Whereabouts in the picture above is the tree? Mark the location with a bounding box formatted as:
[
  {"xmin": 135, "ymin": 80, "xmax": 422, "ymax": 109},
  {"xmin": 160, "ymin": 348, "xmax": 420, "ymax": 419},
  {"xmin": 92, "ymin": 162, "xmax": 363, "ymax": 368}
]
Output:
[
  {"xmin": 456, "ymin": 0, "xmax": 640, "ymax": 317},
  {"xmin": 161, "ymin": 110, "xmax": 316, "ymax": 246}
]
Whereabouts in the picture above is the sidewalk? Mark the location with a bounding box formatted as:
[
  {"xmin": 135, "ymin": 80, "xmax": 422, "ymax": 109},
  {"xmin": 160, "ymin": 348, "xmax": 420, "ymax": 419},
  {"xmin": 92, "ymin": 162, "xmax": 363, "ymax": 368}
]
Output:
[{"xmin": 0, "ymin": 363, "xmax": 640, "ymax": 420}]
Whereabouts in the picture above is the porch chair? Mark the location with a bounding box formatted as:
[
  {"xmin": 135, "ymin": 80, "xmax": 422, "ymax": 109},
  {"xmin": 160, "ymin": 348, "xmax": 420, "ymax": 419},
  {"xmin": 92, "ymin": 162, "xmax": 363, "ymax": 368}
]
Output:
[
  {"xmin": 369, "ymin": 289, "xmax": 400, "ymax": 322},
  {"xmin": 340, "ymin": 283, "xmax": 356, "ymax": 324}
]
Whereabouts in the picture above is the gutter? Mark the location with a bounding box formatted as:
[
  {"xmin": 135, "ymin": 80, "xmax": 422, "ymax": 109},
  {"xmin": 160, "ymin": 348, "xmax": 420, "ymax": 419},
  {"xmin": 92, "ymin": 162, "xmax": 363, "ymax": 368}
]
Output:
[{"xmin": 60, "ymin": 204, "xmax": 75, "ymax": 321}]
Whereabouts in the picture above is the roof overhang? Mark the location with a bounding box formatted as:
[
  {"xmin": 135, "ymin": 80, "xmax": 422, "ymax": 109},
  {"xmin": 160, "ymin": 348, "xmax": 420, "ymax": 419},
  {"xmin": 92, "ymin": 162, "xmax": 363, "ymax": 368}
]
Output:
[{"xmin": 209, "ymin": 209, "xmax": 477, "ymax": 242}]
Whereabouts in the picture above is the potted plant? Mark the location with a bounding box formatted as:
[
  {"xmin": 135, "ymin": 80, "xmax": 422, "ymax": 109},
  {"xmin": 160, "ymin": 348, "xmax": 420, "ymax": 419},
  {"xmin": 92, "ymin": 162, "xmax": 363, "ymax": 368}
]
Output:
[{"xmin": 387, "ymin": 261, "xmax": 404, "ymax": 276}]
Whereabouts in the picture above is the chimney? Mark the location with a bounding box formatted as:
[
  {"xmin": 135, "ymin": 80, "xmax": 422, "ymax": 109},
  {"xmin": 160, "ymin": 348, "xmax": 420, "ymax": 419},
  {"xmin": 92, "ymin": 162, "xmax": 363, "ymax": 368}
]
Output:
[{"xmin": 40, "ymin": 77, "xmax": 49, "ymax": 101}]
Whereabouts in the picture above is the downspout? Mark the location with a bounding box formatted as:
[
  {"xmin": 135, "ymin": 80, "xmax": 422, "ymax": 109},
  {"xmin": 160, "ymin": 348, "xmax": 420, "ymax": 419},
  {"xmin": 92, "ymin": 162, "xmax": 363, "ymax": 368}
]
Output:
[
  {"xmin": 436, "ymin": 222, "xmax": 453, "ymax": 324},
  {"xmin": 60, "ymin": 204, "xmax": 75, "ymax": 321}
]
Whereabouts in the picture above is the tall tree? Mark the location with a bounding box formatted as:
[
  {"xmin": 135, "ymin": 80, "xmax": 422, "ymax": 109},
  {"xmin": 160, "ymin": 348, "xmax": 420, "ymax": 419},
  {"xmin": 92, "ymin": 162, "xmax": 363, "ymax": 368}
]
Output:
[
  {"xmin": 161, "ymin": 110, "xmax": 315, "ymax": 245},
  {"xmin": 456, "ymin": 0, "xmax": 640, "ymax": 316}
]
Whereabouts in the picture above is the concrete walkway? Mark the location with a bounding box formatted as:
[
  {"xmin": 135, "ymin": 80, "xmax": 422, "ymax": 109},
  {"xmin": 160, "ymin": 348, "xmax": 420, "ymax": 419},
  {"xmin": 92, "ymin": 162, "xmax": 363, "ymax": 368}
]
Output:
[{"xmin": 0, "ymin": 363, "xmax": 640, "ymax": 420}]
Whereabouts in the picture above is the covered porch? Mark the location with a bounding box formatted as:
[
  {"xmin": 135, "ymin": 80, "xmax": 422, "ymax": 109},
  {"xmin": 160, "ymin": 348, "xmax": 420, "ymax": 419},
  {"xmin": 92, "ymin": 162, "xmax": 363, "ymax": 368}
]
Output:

========================================

Reproduce the lines above with every "bounding box" swapped for "rectangle", leaving all other text unchanged.

Whereabouts in the picture above is the tree? Mark the location with a rectangle formatted as:
[
  {"xmin": 135, "ymin": 80, "xmax": 422, "ymax": 109},
  {"xmin": 160, "ymin": 348, "xmax": 420, "ymax": 419},
  {"xmin": 92, "ymin": 162, "xmax": 363, "ymax": 368}
]
Output:
[
  {"xmin": 456, "ymin": 0, "xmax": 640, "ymax": 317},
  {"xmin": 161, "ymin": 110, "xmax": 316, "ymax": 246}
]
Whereabouts in the picture above is the sidewalk? Mark the location with a rectangle formatted as:
[
  {"xmin": 135, "ymin": 80, "xmax": 422, "ymax": 109},
  {"xmin": 160, "ymin": 348, "xmax": 420, "ymax": 419},
  {"xmin": 92, "ymin": 162, "xmax": 363, "ymax": 368}
]
Output:
[{"xmin": 0, "ymin": 363, "xmax": 640, "ymax": 420}]
Whereabouts in the picture above is the porch chair? Mark the location with a rectangle formatted as:
[
  {"xmin": 135, "ymin": 80, "xmax": 422, "ymax": 109},
  {"xmin": 160, "ymin": 348, "xmax": 420, "ymax": 419},
  {"xmin": 92, "ymin": 162, "xmax": 363, "ymax": 368}
]
Output:
[
  {"xmin": 369, "ymin": 289, "xmax": 400, "ymax": 322},
  {"xmin": 340, "ymin": 283, "xmax": 356, "ymax": 324}
]
Whereabouts in the picture above is the gutter? Mark the location with a rectangle formatted as:
[
  {"xmin": 135, "ymin": 80, "xmax": 422, "ymax": 109},
  {"xmin": 160, "ymin": 348, "xmax": 420, "ymax": 419},
  {"xmin": 92, "ymin": 162, "xmax": 363, "ymax": 368}
]
Output:
[{"xmin": 60, "ymin": 204, "xmax": 75, "ymax": 321}]
Whereabouts in the picture above is the roof overhang? Mark the location with a rectangle formatted as:
[
  {"xmin": 135, "ymin": 80, "xmax": 422, "ymax": 109},
  {"xmin": 160, "ymin": 348, "xmax": 420, "ymax": 419},
  {"xmin": 92, "ymin": 162, "xmax": 363, "ymax": 368}
]
Output:
[{"xmin": 209, "ymin": 209, "xmax": 477, "ymax": 242}]
Whereabouts in the picture above is the potted plant? Mark the location with a rectangle formatted as:
[
  {"xmin": 135, "ymin": 80, "xmax": 422, "ymax": 109},
  {"xmin": 160, "ymin": 348, "xmax": 420, "ymax": 419},
  {"xmin": 92, "ymin": 162, "xmax": 363, "ymax": 368}
]
Output:
[{"xmin": 387, "ymin": 261, "xmax": 404, "ymax": 276}]
Whereabouts in the picture above is the chimney? Mark the location with a rectangle formatted as:
[
  {"xmin": 135, "ymin": 80, "xmax": 422, "ymax": 109},
  {"xmin": 160, "ymin": 348, "xmax": 420, "ymax": 419},
  {"xmin": 92, "ymin": 162, "xmax": 363, "ymax": 368}
]
Output:
[{"xmin": 40, "ymin": 77, "xmax": 49, "ymax": 101}]
Whereabouts in the picture above is the downspout? Mark the location with a rectangle formatted as:
[
  {"xmin": 135, "ymin": 80, "xmax": 422, "ymax": 109},
  {"xmin": 160, "ymin": 348, "xmax": 420, "ymax": 419},
  {"xmin": 92, "ymin": 162, "xmax": 363, "ymax": 368}
]
Output:
[
  {"xmin": 436, "ymin": 222, "xmax": 453, "ymax": 324},
  {"xmin": 60, "ymin": 204, "xmax": 75, "ymax": 321}
]
Whereabouts in the picture above is the tall tree? Mark the location with a rectangle formatted as:
[
  {"xmin": 135, "ymin": 80, "xmax": 422, "ymax": 109},
  {"xmin": 160, "ymin": 348, "xmax": 420, "ymax": 419},
  {"xmin": 92, "ymin": 162, "xmax": 363, "ymax": 368}
]
Output:
[
  {"xmin": 161, "ymin": 110, "xmax": 315, "ymax": 245},
  {"xmin": 456, "ymin": 0, "xmax": 640, "ymax": 316}
]
Whereabouts in the picture above is the concrete walkway? Mark the location with a rectangle formatted as:
[
  {"xmin": 135, "ymin": 80, "xmax": 422, "ymax": 109},
  {"xmin": 160, "ymin": 348, "xmax": 420, "ymax": 419},
  {"xmin": 92, "ymin": 162, "xmax": 363, "ymax": 368}
]
Output:
[{"xmin": 0, "ymin": 363, "xmax": 640, "ymax": 420}]
Whereabouts in the picture above is the covered porch? Mark the location with a rectangle formatted as:
[
  {"xmin": 135, "ymin": 80, "xmax": 422, "ymax": 109},
  {"xmin": 160, "ymin": 348, "xmax": 420, "ymax": 419},
  {"xmin": 92, "ymin": 162, "xmax": 363, "ymax": 368}
]
Output:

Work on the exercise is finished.